--- begin EXCERPT TO READ ---
Englishkaran () is a 2005 Tamil-language comedy film. It stars Sathyaraj and Namitha, while Vadivelu, Madhumitha Siva Balaji, and Santhanam play supporting roles. "Englishkaran" with the tagline "Tamizh Vazhga" is a film from the hit combo from Sathyaraj and Shakthi Chidambaram whose earlier ventures "Ennamma Kannu" and "Maha Nadigan" were hits. Englishkaran also has humour, glamour, many puns and is based on a strong theme paced with whimsy humour. The film opened to positive reviews.
--- end EXCERPT TO READ ---
→ **TO BE DONE**:
**a)** Return each line of the entries that contains the word "lamp".
**b)** Go on with the passage about the film Englishkaran from where it stops.
The passage and the entries were drawn from separate sources.
--- begin DATASET ENTRIES ---
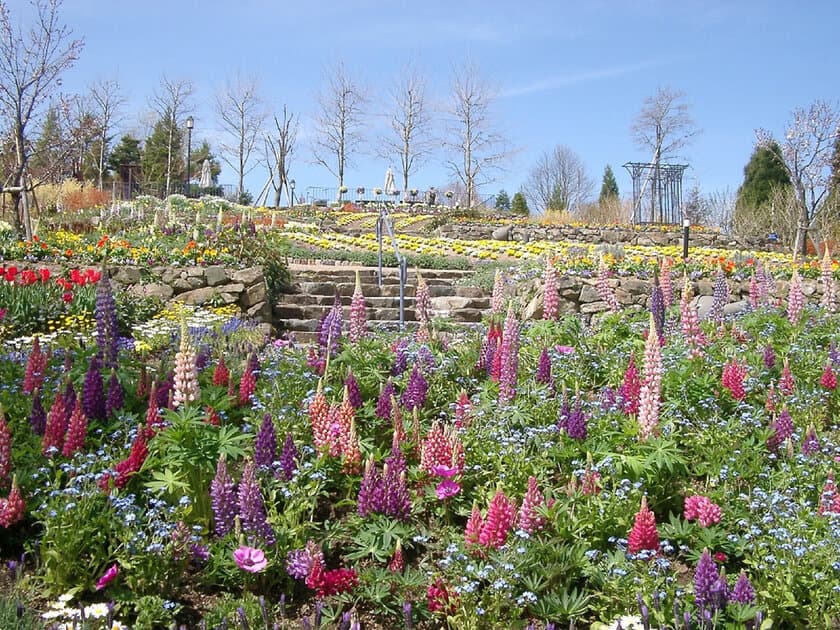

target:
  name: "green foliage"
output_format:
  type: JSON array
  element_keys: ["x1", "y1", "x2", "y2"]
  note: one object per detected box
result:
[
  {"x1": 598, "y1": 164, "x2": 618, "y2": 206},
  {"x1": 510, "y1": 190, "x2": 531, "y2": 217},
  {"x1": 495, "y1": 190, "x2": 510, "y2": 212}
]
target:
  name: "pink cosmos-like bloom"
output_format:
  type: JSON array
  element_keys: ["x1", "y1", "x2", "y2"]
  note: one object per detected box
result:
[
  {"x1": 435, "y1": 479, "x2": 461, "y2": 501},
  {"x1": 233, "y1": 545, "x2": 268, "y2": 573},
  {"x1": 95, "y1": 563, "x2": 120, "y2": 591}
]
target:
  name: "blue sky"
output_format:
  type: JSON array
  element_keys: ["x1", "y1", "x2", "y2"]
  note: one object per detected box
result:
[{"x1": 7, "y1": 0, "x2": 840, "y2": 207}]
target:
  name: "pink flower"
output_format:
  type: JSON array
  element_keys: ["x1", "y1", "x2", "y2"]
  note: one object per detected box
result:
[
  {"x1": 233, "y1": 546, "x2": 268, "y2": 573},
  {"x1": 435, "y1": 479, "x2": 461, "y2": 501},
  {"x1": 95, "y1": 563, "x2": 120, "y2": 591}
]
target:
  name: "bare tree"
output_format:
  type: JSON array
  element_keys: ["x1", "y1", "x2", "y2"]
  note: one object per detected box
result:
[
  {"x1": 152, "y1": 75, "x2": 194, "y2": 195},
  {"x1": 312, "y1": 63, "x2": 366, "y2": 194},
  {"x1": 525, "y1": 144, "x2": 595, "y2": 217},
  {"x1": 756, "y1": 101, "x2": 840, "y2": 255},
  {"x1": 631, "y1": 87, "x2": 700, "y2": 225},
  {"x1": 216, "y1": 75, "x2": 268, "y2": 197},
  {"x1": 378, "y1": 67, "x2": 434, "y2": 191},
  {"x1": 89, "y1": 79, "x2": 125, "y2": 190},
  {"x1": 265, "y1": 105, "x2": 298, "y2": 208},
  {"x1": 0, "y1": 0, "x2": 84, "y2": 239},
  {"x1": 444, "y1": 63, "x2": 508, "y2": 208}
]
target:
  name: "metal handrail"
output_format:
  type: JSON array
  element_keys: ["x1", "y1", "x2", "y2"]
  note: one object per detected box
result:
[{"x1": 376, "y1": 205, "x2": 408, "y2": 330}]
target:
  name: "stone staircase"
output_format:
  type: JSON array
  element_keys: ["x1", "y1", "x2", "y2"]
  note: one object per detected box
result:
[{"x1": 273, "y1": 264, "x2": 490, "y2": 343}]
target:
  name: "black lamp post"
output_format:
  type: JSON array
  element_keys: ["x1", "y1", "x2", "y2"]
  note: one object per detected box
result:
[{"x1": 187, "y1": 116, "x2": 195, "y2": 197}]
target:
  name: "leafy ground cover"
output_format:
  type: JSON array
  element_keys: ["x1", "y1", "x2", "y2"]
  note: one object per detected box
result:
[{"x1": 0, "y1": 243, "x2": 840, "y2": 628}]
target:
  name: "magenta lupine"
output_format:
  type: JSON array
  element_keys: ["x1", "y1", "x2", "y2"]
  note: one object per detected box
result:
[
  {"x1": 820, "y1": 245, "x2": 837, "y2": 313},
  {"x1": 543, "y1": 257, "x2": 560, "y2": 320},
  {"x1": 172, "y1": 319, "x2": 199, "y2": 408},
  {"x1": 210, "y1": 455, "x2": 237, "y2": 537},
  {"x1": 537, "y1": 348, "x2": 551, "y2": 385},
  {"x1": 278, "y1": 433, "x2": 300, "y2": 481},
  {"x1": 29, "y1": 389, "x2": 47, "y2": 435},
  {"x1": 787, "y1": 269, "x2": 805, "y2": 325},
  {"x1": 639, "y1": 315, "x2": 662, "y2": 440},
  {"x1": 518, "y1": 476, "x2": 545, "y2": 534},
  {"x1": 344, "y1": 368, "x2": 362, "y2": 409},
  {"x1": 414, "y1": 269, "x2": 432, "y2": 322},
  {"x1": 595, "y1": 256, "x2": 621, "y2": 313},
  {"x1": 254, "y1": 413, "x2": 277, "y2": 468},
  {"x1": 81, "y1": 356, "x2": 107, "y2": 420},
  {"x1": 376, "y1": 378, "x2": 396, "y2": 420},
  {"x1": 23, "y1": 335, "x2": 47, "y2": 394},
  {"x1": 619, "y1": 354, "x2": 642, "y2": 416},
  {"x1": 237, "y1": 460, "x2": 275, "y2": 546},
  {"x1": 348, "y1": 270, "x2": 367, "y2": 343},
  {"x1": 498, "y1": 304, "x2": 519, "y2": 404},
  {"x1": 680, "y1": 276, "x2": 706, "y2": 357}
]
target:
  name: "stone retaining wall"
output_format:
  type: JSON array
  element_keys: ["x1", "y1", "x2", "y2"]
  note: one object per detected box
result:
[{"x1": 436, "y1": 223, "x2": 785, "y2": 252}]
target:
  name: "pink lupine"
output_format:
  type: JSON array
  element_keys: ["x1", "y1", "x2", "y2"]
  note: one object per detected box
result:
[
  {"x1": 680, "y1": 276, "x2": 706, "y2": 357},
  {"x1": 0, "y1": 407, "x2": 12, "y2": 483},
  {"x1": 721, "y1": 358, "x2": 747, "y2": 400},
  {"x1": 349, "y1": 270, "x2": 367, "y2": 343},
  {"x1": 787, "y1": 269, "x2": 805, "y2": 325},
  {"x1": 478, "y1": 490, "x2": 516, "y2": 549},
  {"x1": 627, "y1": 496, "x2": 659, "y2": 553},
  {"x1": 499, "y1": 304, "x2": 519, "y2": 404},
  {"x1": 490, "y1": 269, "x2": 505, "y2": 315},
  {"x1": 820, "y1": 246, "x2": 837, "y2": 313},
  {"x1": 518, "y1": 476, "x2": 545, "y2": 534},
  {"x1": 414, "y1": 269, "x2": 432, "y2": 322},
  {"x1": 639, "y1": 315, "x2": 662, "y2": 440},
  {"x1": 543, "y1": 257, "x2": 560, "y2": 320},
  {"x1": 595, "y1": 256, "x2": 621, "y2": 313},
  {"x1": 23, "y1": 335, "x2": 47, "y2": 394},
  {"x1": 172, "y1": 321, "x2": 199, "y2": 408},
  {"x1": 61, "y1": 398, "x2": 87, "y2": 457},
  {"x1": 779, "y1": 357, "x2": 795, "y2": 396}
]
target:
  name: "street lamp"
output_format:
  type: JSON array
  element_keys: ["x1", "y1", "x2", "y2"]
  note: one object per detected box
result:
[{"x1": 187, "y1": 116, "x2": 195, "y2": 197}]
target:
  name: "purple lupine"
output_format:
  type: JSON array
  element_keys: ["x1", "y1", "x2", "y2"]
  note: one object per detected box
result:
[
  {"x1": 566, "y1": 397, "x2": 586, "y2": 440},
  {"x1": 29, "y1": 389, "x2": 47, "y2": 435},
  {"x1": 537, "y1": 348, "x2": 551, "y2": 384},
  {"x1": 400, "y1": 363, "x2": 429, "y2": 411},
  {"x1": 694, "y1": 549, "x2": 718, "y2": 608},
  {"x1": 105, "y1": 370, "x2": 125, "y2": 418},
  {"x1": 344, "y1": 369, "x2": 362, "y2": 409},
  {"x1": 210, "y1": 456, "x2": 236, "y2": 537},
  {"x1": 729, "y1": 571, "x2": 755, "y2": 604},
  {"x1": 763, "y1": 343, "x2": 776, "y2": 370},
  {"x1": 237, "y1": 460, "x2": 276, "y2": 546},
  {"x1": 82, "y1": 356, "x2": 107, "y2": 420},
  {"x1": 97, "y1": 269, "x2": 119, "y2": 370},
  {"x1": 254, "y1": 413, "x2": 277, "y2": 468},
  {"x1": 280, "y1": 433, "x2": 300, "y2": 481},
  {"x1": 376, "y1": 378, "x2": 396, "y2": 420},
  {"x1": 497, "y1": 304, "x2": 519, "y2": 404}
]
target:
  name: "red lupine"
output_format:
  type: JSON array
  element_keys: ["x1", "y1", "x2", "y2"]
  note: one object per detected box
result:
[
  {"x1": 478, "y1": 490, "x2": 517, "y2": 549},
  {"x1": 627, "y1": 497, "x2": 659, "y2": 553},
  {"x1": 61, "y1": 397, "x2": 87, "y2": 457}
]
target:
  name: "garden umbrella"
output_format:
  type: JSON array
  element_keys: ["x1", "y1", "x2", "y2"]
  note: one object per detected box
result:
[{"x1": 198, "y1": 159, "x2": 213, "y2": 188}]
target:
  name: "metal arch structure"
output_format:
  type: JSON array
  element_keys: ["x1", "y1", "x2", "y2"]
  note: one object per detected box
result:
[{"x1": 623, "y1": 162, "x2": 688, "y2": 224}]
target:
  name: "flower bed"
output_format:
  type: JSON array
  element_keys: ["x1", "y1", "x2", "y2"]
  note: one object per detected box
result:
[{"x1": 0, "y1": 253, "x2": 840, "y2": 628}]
--- end DATASET ENTRIES ---
--- begin DATASET ENTRIES ---
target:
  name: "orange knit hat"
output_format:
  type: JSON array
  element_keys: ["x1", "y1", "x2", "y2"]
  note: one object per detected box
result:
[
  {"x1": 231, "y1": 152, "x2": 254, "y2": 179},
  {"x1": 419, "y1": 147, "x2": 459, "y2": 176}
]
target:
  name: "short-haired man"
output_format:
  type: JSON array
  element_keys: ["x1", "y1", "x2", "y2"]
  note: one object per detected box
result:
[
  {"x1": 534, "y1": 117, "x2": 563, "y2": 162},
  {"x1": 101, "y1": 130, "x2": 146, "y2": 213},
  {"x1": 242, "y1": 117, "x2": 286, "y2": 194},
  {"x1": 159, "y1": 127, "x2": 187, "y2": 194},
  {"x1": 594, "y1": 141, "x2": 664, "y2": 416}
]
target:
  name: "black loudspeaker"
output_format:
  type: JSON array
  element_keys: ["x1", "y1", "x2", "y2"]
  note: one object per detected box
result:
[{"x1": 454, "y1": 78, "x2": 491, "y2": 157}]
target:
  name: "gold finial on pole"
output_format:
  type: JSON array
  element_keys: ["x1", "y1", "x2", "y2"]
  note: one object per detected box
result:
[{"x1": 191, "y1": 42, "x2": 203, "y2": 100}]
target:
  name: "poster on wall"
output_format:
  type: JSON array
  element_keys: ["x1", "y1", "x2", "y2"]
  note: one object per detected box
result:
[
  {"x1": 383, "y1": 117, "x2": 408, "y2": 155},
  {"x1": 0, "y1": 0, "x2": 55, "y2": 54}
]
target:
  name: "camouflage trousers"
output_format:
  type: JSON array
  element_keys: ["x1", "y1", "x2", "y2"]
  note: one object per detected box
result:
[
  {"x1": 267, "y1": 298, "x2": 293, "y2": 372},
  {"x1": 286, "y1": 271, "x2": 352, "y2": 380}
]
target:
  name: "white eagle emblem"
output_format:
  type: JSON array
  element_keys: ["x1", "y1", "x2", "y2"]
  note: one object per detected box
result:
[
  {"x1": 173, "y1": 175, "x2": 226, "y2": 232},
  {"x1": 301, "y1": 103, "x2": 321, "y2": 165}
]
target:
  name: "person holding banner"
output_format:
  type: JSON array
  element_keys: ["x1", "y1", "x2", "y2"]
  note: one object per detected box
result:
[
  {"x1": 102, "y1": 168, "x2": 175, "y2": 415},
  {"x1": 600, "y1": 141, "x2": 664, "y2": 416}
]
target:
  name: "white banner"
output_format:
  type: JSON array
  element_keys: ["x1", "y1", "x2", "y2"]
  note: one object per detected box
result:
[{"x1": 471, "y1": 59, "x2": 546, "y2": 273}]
--- end DATASET ENTRIES ---
--- begin DATASET ENTRIES ---
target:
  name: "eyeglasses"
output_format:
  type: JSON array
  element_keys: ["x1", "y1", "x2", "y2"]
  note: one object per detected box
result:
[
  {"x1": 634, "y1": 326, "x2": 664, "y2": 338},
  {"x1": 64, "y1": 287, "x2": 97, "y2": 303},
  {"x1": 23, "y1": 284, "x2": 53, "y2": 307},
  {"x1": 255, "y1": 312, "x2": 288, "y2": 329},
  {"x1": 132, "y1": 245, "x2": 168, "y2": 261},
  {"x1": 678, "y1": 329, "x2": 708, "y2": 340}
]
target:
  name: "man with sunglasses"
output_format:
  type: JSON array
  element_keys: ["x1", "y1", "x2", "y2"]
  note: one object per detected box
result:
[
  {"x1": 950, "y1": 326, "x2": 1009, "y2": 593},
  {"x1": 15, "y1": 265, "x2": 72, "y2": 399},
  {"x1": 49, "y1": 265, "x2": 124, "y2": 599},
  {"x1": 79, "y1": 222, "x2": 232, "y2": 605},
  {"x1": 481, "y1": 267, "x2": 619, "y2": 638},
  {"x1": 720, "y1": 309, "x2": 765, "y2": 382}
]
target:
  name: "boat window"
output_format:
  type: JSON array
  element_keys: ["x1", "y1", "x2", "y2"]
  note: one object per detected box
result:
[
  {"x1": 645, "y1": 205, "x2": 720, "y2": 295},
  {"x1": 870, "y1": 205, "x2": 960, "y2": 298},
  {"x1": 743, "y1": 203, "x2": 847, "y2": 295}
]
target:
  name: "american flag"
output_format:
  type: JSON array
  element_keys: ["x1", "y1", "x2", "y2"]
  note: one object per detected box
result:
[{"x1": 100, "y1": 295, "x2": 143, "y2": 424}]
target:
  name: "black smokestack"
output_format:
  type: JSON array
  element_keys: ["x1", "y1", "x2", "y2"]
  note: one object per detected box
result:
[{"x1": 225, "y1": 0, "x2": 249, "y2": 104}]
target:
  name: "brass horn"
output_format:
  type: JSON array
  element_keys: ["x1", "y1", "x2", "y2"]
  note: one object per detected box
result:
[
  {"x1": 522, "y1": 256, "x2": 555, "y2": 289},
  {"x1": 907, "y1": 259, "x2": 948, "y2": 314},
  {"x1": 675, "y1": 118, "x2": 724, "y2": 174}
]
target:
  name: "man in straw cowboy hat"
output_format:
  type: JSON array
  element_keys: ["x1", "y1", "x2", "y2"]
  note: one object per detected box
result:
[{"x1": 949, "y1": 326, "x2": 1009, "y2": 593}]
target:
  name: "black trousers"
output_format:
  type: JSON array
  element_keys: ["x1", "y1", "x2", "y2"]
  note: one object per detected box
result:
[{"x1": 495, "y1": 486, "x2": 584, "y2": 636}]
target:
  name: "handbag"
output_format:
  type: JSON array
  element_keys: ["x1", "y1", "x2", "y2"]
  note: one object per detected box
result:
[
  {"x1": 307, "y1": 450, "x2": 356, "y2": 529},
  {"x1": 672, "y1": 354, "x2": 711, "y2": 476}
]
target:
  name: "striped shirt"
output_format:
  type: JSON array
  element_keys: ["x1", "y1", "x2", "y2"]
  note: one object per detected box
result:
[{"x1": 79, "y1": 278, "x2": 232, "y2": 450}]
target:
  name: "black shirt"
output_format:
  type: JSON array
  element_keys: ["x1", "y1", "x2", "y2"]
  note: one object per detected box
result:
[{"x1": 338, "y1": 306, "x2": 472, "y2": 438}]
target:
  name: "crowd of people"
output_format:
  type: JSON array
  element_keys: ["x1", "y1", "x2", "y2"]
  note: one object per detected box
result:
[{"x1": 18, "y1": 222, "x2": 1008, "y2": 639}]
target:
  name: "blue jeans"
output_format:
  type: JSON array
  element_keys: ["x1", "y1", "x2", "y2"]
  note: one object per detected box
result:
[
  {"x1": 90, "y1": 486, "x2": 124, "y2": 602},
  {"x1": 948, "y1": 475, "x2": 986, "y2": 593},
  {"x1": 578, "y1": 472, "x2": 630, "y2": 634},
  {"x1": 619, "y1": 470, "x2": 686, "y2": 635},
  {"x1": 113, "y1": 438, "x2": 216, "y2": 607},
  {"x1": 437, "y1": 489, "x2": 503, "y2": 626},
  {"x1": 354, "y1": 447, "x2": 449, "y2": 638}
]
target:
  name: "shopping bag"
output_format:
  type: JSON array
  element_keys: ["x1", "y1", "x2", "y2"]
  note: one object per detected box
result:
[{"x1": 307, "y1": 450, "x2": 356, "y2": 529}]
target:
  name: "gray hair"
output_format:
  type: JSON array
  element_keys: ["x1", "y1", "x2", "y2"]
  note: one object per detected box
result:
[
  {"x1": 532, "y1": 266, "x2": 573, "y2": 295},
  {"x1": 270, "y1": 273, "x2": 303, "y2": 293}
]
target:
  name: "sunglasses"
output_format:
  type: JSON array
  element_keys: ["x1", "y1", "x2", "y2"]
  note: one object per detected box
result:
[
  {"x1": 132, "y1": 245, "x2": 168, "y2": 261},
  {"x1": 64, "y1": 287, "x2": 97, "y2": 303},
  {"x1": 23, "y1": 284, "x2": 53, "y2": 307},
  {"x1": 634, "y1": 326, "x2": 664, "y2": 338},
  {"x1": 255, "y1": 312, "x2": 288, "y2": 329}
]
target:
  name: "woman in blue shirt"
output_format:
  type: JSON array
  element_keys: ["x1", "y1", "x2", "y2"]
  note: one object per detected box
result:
--- end DATASET ENTRIES ---
→ **RESPONSES IN ORDER**:
**a)**
  name: "black lamp post"
  name: "street lamp"

**b)**
Plot
The film starts with Thamizharasan (Sathyaraj), a reformist who enters a village with the intention to unite a couple and help a young girl named Sandhya (Madhumitha), who aspires to be a singer. Bala (Siva Balaji) is in love with Sandhya. Thamizharasan faces the anger of Sandhya's father (Dhandapani), a strong believer of older ideologies. Sandhya hates Thamizharasan, and the reason for that is told in a flashback, which starts with Thamizharasan's wife Maheswari (Namitha) aspiring to be a sports champion. Theepori Thirumugam (Vadivelu) is Maheswari's uncle. Thamizharasan helps her. Due to some family problems, Maheswari kills herself after making her husband promise to help her sister to become a popular singer. The rest of the film is how Thamizharasan fulfills Maheshwari's promise and helps unite Bala and Sandhya.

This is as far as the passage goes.